Could you write out, word for word, the full passage on CFIUS's review of Broadcom's bid for Qualcomm that follows?

▶ Selected passage
•••

Phase 4: CFIUS moves in (January 29 – March 12, 2018)

The decisive blow had actually been set in motion five weeks earlier, on January 29, when Qualcomm filed a unilateral voluntary notice with the Committee on Foreign Investment in the United States (CFIUS), requesting review of Broadcom's proxy solicitation. 2 No acquisition agreement existed; no formal deal had been announced. Broadcom publicly called the move a "blatant, desperate act." 10 It was, in fact, a carefully constructed legal strategy executed by a Covington & Burling team that included former Senator Jon Kyl.
Qualcomm spent $8.3 million on federal lobbying in 2017 — roughly 100 times Broadcom's $85,000. 4 Many of the Washington contacts Broadcom tried to hire were already working for Qualcomm. Senator John Cornyn (R-TX), co-sponsor of the pending FIRRMA legislation expanding CFIUS's jurisdiction, wrote to Treasury Secretary Mnuchin urging review — arguing Broadcom "would drastically cut Qualcomm's investment in 5G wireless technology research and development, creating a market opening for China's Huawei to move into a dominant position, potentially threatening U.S. national security." 2
On March 4 — two days before the scheduled shareholder vote — CFIUS issued an interim order postponing Qualcomm's annual meeting by 30 days. 11 The next day, CFIUS sent both parties' attorneys a detailed letter identifying three national security concerns: 12
  1. 5G standard-setting risk: Qualcomm had led the development of 2G, 3G, and 4G standards and was "the current leading company in 5G technology development." Broadcom's stated intention to take a "private equity-style direction" — cutting long-term R&D — threatened that position. "A weakening of Qualcomm's position would leave an opening for China to expand its influence on the 5G standard-setting process." CFIUS named Huawei specifically, which at the time held approximately 10% of essential 5G patents.

•••

▶ Supplied information
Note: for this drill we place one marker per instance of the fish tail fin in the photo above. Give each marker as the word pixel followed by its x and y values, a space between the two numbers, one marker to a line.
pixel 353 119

•••

▶ Correct result
Phase 4: CFIUS moves in (January 29 – March 12, 2018)

The decisive blow had actually been set in motion five weeks earlier, on January 29, when Qualcomm filed a unilateral voluntary notice with the Committee on Foreign Investment in the United States (CFIUS), requesting review of Broadcom's proxy solicitation. 2 No acquisition agreement existed; no formal deal had been announced. Broadcom publicly called the move a "blatant, desperate act." 10 It was, in fact, a carefully constructed legal strategy executed by a Covington & Burling team that included former Senator Jon Kyl.
Qualcomm spent $8.3 million on federal lobbying in 2017 — roughly 100 times Broadcom's $85,000. 4 Many of the Washington contacts Broadcom tried to hire were already working for Qualcomm. Senator John Cornyn (R-TX), co-sponsor of the pending FIRRMA legislation expanding CFIUS's jurisdiction, wrote to Treasury Secretary Mnuchin urging review — arguing Broadcom "would drastically cut Qualcomm's investment in 5G wireless technology research and development, creating a market opening for China's Huawei to move into a dominant position, potentially threatening U.S. national security." 2
On March 4 — two days before the scheduled shareholder vote — CFIUS issued an interim order postponing Qualcomm's annual meeting by 30 days. 11 The next day, CFIUS sent both parties' attorneys a detailed letter identifying three national security concerns: 12
  1. 5G standard-setting risk: Qualcomm had led the development of 2G, 3G, and 4G standards and was "the current leading company in 5G technology development." Broadcom's stated intention to take a "private equity-style direction" — cutting long-term R&D — threatened that position. "A weakening of Qualcomm's position would leave an opening for China to expand its influence on the 5G standard-setting process." CFIUS named Huawei specifically, which at the time held approximately 10% of essential 5G patents.